Task objective:
Edit the material below so that each "marker" reads "point", leaving every other word and line unchanged.

Listing:
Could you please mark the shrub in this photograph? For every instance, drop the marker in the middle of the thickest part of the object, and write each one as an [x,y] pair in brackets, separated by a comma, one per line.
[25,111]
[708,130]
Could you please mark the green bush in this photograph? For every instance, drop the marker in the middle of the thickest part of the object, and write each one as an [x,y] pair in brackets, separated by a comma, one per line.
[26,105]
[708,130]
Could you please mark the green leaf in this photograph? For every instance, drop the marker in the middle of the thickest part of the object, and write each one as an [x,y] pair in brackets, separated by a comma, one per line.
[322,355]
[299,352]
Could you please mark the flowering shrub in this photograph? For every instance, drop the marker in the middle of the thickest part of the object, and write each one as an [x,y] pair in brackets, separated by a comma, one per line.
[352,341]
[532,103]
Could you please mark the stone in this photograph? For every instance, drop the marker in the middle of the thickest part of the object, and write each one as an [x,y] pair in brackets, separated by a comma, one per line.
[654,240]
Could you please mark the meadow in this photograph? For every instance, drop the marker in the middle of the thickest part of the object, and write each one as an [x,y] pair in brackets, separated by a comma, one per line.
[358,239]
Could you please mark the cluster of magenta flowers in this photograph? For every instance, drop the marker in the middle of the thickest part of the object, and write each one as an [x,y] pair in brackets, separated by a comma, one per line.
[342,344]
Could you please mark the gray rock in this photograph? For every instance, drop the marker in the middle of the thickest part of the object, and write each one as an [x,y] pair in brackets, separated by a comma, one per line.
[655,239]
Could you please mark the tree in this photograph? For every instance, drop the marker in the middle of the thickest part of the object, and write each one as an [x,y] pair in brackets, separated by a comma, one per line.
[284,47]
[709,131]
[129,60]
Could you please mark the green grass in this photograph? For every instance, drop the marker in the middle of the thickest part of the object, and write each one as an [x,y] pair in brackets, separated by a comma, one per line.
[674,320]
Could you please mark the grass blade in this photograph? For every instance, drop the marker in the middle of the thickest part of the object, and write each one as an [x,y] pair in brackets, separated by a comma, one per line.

Answer below:
Could you please mark the shrub in this photograph? For every instance, drop the point in the middle of the thickest part of the object, and write each one as an [x,y] pair in brackets, separated by a comma, one per line.
[25,111]
[708,130]
Could you please mark the green bush in this photograph? For every instance, drop the point in the middle of the thickest part of the object, and write each one as an [x,y] pair in brackets, separated by a comma, one per line.
[26,105]
[708,130]
Could you please mark the green leaf in this photograph? For every instance, drop the point in the middle of the thickest part of the object, and write each one as an [x,y] pair in brackets, separated by a comma, one per line.
[322,355]
[299,352]
Could you please mark the flowering shrub in this photograph? For every instance, drop the point in the middle of the thickest part of the object, and write each one as an [x,y] pair in brackets, separated by a comma, one per line.
[352,341]
[532,103]
Could you please mark the stone in this photograph? For every instance, drop the point in the middle of the thickest part of the object, and write each one as an [x,y] pair in brackets, separated by a comma, one per line.
[654,240]
Could you please mark the meadow in this photograph? For every instance, drop the point in the middle of the thickest part of the object, and write each one as an [x,y] pair in brackets, separated by a comma, one per line.
[358,239]
Could you please mark the cluster of magenta flowers in this photograph? For every instance, drop the point in the middle of the thickest part of the object, and write each one as an [x,y] pair in brackets, separated by a comma, one per line.
[342,344]
Could you please mark the gray rock in this photograph? For every instance, drop the point in the middle of the thickest part of the object, and write each one as an [x,y] pair in brackets, separated by a comma, one per line.
[655,239]
Could you please mark the tree in this photograph? For every instance, drop the point in the middle of the thickest part of the object, and write each one as an [x,y] pair in brackets, separated by a comma, one per line.
[284,47]
[709,131]
[129,60]
Could you please mark the green grass in this photograph? For every instance, drop the point in the middle of the thickest part of the object, and write each one as an [x,y] pair in brackets, separated by a comma, one per line.
[674,320]
Could you please mark the grass blade in this photograph? For every instance, drop the point in the middle of the thickest part of the object, and write each one as an [x,y] pair in brackets, separated by a comma, one per line.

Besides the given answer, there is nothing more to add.